== EXCERPTED PASSAGE

Tariq Ali writes in the Guardian about the disastrous Iraqi occupation and all-important Iranian connection. Australian journalists, care to ask John Howard about this? No, didn't think so. You'd much prefer hyping up the "imminent" threat posed by Tehran.

Back to Ali:

"The argument that withdrawal will lead to civil war is slightly absurd, since the occupation has already accelerated and exacerbated ethnic and religious tensions in Iraq. Divide and rule is the deadly logic of colonial rule - and signs that the US is planning an exit strategy coupled with a long-term presence is evident in the new Iraqi constitution, pushed through by US proconsul Zalmay Khalilzad. This document is a defacto division of Iraq into Kurdistan (a US-Israeli protectorate), Southern Iraq (dominated by Iran) and the Sunni badlands (policed by semi-reliable ex-Baathists under state department and Foreign Office tutelage). What is this if not an invitation to civil war?

"The occupation has also created a geopolitical mess. Recent events in Basra are linked to a western fear of Iranian domination. Having encouraged Moqtada al-Sadr's militias to resist the slavishly pro-Iranian faction, why are the British surprised when they demand real independence?

"The Iranian mullahs, meanwhile, are chuckling - literally. Some months ago, when the Iranian vice-president visited the United Arab Emirates for a regional summit, he was asked by the sheikhs whether he feared a US intervention in Iran. The Iranian leader roared with laughter: "Without us, the US could never have occupied Afghanistan or Iraq. They know that and we know that invading Iran would mean they would be driven out of those two countries.""

====
== LISTED ENTRIES

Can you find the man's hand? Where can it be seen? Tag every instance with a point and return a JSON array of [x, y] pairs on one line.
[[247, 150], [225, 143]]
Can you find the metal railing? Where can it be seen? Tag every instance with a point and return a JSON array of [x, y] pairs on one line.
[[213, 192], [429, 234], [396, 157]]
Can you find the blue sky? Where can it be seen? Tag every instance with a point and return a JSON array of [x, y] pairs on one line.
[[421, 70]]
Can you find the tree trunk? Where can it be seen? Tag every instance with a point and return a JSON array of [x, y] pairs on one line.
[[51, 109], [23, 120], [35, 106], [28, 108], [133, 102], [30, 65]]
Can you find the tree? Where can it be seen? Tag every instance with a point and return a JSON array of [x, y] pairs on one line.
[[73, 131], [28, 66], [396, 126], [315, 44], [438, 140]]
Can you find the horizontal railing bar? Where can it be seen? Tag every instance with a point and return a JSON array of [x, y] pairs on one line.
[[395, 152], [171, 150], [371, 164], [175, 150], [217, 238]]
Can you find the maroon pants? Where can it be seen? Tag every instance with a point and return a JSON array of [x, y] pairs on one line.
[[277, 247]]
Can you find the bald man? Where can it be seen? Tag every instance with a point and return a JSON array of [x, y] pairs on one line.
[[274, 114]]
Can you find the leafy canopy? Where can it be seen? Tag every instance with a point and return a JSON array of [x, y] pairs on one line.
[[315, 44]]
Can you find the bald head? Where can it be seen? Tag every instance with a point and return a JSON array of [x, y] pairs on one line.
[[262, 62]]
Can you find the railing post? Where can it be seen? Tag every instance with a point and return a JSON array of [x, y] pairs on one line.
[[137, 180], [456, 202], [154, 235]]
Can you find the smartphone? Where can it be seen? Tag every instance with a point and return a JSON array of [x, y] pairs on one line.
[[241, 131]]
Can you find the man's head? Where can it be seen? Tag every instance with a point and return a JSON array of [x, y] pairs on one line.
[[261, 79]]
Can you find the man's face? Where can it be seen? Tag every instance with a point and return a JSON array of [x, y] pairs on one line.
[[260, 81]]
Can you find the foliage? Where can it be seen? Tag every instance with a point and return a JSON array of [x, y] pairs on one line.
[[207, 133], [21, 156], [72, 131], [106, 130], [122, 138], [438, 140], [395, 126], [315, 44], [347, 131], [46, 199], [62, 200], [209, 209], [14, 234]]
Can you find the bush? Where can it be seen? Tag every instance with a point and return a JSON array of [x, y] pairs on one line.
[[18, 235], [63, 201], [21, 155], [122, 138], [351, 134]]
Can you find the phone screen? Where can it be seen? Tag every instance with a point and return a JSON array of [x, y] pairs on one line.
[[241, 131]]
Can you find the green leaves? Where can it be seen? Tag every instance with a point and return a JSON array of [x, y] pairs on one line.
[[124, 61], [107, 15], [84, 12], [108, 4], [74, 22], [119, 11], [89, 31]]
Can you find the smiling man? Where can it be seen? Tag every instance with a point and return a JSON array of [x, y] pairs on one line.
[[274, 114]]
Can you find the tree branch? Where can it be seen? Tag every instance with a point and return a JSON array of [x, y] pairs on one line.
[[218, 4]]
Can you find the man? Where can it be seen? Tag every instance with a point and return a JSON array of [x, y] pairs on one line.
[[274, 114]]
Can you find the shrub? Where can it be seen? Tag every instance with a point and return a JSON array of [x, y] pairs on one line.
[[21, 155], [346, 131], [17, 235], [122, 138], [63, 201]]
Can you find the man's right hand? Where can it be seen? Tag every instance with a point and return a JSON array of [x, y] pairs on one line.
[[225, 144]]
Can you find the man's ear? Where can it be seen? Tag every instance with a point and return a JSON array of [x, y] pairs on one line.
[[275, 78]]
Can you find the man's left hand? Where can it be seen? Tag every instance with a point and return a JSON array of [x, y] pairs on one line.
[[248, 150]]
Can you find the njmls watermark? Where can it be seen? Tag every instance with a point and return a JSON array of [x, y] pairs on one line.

====

- [TO BE DONE]
1. From the post on the Iraqi occupation, reproduce word for word the passage from "Tariq Ali writes" up to and including "posed by Tehran.".
2. Extend the post on the Iraqi occupation and the Iranian connection, picking up right after its last sentence.

- [THE ANSWERS]
1.
Tariq Ali writes in the Guardian about the disastrous Iraqi occupation and all-important Iranian connection. Australian journalists, care to ask John Howard about this? No, didn't think so. You'd much prefer hyping up the "imminent" threat posed by Tehran.

2.
Ali concludes by reminding us that England can no longer call itself a representative democracy:

"He [Tony Blair] was re-elected with only 35 % of the popular vote and barely a fifth of the overall electorate - the lowest percentage secured by any governing party in recent European history. Britain is undergoing a crisis of representation: a majority of the population opposed the war in Iraq; a majority favours withdrawing British troops; 66% believe that the attacks on London were a direct result of Blair's decision to send troops to Iraq."


Blogger Ibrahamav said...

OK. The attacks against innocent men and women and children in a totally civillian setting was the result of a war against a mad tyrant who murdered 500,000 of his countrymen's children.